- **Point-per-instance localization data**:
○ ○ ○ ○ ○ ○ ○

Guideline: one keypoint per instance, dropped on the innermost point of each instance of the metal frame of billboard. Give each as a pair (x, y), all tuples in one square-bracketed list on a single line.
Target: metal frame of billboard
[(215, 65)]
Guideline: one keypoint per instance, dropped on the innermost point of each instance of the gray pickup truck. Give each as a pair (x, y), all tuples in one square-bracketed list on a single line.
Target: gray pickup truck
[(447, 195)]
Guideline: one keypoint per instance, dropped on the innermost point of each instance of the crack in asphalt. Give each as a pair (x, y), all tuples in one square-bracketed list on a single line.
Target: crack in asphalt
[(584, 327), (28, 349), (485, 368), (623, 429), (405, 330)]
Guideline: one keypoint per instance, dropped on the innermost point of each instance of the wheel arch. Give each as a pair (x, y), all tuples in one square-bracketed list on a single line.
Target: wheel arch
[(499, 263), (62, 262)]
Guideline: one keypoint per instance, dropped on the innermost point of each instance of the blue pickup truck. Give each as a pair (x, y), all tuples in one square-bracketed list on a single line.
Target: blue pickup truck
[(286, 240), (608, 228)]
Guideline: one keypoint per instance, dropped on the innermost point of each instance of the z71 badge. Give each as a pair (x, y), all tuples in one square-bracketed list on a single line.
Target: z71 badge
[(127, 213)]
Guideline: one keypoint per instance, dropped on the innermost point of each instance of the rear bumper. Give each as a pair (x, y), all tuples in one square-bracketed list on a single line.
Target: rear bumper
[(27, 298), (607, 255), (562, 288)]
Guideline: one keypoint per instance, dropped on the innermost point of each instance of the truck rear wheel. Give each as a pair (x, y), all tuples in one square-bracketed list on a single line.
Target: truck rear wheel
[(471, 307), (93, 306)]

○ ○ ○ ○ ○ ○ ○

- **Problem**:
Exactly the lines from the one containing "of the rear" through the final line of the records above are needed, copied word for word.

- **Task output**:
Guideline: one keypoint per instance, dropped on the innermost point of each instance of the rear bumper. Give each as a pair (x, y), all tuples in one square-bracketed list on a single line.
Target: rear bumper
[(27, 298), (607, 255), (562, 288)]
Guideline: one keypoint per instance, dropped on the innermost point of each instance of the truck rear wheel. Give each as a pair (x, y), all tuples in one square-bracketed list on a single line.
Target: truck rear wheel
[(471, 307), (93, 306)]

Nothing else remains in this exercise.